§ ПОСТАВЛЕННАЯ ЗАДАЧА A: Верните без изменений фрагмент воспоминаний о кружках при Доме Кино, который начинается со слов «В начале шестидесятых» и заканчивается словами «это очень нравилось.».

§ ТЕКСТ ДЛЯ ЧТЕНИЯ:
-------------------------
Мог я посещать и разнообразные кружки при Доме Кино. Я выбрал кукольный театр и бальные танцы.
Кукольным театром руководила Наталья Николаевна Константиновская, знаменитый кукольный мастер, работавшая для всех питерских кукольных театров. Она учила нас и лепить головы, и шить, и расписывать лица. Куклы имеют свою специфику, так что занятия по лепке голов слабо совпадали с «классическими» уроками скульптуры у меня в училище.
Естественно, мы не только делали кукол — мы еще и играли в разных сказочных спектаклях. Особенно блистал Игорь Клеменков, которого режиссер Кошеверова вскоре взяла на роль пажа при фее в знаменитом фильме "Золушка". Все, видевшие фильм, помнят ставшую поговоркой фразу "Я не волшебник, я ещё только учусь" …
А с дочерью Натальи Николаевны Ганной я танцевал в «бальном» кружке.
В начале шестидесятых я опять встретился с Ганной — на этот раз на питерском телевидении. Ганна работала там редактором детских передач. Я до сих пор считаю, что она была одним из лучших редакторов вообще — почти не прикасалась к тексту, не вламывалась в стиль автора, а ведь в то время большинство редакторов тексты изрядно корежили.
Из танцев мне больше всего нравилась мазурка. Танец, в котором от дамы мало что зависит. Нас было около двадцати пар, и к сожалению, мне ни разу не доводилось быть в первой паре. Мне не хватало тонкого мастерства движений. Иногда меня ставили во вторую пару, а чаще в третью, первым же был неизменно Андрей Пунин, ахматовский свойственник, ставший потом историком архитектуры, автор замечательной книги о петербургских мостах.
Назвался груздем… Тут и поклоны, и старинные манеры. Не просто танец, а еще и антураж пушкинских времён. Всем нам это очень нравилось.
И до чего же забавно было перескакивать из этого игрушечного мира в тогдашний «уличный», и обратно.
-------------------------
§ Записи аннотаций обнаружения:
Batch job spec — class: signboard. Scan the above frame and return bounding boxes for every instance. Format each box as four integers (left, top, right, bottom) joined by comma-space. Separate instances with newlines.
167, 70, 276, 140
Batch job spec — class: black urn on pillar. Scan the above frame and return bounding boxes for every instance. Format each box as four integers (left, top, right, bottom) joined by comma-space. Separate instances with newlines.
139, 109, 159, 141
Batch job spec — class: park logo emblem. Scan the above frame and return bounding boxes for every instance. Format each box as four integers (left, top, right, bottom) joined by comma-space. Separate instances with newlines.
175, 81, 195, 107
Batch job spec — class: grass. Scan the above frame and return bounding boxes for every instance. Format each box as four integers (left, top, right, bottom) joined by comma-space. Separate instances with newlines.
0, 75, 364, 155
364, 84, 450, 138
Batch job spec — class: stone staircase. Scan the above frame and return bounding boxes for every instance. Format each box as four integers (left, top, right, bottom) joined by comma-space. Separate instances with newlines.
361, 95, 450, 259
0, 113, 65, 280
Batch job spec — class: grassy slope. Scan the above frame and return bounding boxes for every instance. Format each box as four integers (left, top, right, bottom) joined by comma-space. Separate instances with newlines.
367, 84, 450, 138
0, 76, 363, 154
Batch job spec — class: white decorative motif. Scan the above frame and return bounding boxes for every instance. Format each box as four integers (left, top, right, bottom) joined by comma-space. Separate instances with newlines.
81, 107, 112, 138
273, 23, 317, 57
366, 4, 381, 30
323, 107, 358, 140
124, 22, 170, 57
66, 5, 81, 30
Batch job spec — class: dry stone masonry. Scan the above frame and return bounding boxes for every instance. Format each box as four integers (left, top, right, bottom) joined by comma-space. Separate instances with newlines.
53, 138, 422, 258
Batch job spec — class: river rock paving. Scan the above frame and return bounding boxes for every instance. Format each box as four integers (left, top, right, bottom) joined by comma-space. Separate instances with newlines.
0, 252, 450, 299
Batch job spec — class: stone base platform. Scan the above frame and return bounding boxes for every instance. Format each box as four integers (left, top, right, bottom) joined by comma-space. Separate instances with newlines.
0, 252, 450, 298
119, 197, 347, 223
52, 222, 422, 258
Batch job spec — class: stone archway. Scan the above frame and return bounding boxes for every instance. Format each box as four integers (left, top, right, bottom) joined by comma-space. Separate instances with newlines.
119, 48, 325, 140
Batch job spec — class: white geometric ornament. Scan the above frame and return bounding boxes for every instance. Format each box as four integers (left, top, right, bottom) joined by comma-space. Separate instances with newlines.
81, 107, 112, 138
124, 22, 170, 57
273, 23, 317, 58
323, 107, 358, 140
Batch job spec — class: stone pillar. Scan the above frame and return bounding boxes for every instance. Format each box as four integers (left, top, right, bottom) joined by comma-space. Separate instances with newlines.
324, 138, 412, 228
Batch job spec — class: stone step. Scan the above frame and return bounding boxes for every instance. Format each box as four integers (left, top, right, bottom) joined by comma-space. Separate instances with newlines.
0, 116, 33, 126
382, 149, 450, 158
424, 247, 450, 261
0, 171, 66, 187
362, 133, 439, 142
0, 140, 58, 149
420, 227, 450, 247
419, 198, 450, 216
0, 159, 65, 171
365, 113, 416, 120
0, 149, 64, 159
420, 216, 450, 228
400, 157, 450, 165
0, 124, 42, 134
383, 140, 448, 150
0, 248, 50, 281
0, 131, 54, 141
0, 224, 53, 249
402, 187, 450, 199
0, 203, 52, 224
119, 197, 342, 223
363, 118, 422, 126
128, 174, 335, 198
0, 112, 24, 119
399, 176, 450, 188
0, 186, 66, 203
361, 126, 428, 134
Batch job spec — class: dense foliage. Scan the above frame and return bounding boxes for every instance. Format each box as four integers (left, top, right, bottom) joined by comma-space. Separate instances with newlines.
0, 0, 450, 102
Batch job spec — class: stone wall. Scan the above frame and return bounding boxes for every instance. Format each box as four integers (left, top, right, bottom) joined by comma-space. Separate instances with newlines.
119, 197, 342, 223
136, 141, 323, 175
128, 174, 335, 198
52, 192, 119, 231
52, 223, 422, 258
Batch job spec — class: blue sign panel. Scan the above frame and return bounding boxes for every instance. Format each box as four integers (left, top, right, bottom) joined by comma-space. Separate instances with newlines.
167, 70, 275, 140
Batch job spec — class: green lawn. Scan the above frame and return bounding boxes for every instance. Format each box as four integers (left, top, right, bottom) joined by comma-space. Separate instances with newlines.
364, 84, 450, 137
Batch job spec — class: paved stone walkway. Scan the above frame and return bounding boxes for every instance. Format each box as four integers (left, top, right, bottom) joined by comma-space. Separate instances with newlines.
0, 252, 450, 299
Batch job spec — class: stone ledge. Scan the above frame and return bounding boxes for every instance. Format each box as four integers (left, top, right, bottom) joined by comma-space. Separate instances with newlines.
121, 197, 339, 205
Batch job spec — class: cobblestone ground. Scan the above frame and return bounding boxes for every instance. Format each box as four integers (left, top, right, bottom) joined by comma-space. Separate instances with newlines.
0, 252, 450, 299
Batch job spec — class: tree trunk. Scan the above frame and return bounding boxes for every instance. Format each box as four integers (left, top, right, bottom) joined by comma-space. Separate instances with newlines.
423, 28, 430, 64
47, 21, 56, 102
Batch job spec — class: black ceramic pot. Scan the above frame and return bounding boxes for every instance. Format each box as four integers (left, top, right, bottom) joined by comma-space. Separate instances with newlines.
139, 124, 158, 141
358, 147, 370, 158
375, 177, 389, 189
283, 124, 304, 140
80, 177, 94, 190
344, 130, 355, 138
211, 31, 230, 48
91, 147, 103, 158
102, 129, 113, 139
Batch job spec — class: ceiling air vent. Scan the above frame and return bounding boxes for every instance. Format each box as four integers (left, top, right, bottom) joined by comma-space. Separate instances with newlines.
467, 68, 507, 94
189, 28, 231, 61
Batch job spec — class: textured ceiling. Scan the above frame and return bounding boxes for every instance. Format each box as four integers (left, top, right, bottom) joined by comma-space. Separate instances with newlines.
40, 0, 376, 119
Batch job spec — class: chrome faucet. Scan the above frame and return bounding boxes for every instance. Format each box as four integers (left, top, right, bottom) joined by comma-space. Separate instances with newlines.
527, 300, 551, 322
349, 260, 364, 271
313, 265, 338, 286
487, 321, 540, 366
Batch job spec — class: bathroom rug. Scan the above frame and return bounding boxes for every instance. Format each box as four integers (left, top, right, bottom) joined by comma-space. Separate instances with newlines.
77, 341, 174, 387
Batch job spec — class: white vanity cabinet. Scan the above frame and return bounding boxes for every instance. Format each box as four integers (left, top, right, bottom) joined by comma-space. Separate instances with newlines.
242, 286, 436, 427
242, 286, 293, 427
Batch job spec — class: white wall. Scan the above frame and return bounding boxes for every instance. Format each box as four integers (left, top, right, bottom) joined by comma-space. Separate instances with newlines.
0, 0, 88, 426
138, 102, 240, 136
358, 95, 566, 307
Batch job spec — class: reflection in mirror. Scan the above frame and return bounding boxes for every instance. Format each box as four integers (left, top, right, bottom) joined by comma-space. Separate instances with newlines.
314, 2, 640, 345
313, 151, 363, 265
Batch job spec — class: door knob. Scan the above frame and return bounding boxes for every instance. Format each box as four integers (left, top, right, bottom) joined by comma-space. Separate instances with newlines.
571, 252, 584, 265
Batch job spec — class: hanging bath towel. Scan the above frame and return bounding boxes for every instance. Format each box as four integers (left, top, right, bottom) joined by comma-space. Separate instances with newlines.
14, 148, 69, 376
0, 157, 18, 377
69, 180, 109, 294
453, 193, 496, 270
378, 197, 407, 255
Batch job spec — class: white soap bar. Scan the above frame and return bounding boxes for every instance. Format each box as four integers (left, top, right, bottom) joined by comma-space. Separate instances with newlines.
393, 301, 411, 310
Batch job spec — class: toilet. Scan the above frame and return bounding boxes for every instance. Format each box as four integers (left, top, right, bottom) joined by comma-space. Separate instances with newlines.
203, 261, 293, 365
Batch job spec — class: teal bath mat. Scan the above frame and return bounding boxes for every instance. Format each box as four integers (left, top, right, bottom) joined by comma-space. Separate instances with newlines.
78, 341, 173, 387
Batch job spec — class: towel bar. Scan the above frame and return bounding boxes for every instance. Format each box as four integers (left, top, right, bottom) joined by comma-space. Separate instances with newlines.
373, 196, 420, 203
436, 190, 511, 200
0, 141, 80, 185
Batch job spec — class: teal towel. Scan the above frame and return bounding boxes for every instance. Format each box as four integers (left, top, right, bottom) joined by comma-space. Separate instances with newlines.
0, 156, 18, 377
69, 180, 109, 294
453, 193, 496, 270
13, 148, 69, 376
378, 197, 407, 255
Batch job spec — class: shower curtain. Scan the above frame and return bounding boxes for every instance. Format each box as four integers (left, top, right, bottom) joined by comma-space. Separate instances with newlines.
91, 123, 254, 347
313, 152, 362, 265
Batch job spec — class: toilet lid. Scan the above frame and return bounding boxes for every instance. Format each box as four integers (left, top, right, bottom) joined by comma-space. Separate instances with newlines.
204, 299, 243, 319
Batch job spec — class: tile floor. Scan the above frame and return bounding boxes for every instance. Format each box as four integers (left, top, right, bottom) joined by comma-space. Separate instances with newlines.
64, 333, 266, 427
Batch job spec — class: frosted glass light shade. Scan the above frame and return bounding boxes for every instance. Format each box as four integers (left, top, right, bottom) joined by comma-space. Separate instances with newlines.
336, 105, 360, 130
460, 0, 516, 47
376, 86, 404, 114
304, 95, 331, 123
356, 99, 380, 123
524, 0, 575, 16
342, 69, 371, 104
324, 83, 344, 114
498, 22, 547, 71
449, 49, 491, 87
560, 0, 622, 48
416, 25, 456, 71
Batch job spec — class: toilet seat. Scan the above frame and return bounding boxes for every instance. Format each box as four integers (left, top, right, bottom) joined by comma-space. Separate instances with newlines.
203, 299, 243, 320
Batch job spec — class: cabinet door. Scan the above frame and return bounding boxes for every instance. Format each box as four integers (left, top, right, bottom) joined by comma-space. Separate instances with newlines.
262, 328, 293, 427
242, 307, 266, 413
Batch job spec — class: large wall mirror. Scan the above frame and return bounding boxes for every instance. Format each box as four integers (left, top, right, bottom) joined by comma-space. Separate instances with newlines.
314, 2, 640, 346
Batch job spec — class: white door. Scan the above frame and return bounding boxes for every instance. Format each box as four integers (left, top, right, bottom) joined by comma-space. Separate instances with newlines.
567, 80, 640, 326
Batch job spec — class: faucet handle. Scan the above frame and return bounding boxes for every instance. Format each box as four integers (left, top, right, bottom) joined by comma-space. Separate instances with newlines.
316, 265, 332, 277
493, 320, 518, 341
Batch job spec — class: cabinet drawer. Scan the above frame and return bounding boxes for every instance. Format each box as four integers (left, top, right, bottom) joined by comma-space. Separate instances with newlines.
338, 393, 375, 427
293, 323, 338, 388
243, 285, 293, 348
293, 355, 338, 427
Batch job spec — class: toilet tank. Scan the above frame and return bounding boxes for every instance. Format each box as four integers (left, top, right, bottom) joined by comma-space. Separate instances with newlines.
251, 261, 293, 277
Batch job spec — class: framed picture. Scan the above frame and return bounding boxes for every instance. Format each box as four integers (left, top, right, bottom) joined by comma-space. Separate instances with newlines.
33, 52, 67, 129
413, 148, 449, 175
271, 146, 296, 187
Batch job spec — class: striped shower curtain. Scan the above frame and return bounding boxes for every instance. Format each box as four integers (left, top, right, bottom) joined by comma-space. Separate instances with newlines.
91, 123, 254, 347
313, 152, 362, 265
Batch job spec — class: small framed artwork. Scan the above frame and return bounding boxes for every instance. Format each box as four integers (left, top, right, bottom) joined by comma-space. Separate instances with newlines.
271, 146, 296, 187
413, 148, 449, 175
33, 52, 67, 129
-------------------------
§ ПОСТАВЛЕННАЯ ЗАДАЧА B: Преобразуйте в JSON-список строк фрагмент записей, который открывается первой строкой записей и завершается строкой, содержащей «167, 70, 276, 140», включительно. Каждой строке должен соответствовать один элемент списка, пустые строки опустите.

§ ВЕРНЫЙ ОТВЕТ A:
В начале шестидесятых я опять встретился с Ганной — на этот раз на питерском телевидении. Ганна работала там редактором детских передач. Я до сих пор считаю, что она была одним из лучших редакторов вообще — почти не прикасалась к тексту, не вламывалась в стиль автора, а ведь в то время большинство редакторов тексты изрядно корежили.
Из танцев мне больше всего нравилась мазурка. Танец, в котором от дамы мало что зависит. Нас было около двадцати пар, и к сожалению, мне ни разу не доводилось быть в первой паре. Мне не хватало тонкого мастерства движений. Иногда меня ставили во вторую пару, а чаще в третью, первым же был неизменно Андрей Пунин, ахматовский свойственник, ставший потом историком архитектуры, автор замечательной книги о петербургских мостах.
Назвался груздем… Тут и поклоны, и старинные манеры. Не просто танец, а еще и антураж пушкинских времён. Всем нам это очень нравилось.

§ ВЕРНЫЙ ОТВЕТ B:
[
  "Batch job spec — class: signboard. Scan the above frame and return bounding boxes for every instance. Format each box as four integers (left, top, right, bottom) joined by comma-space. Separate instances with newlines.",
  "167, 70, 276, 140"
]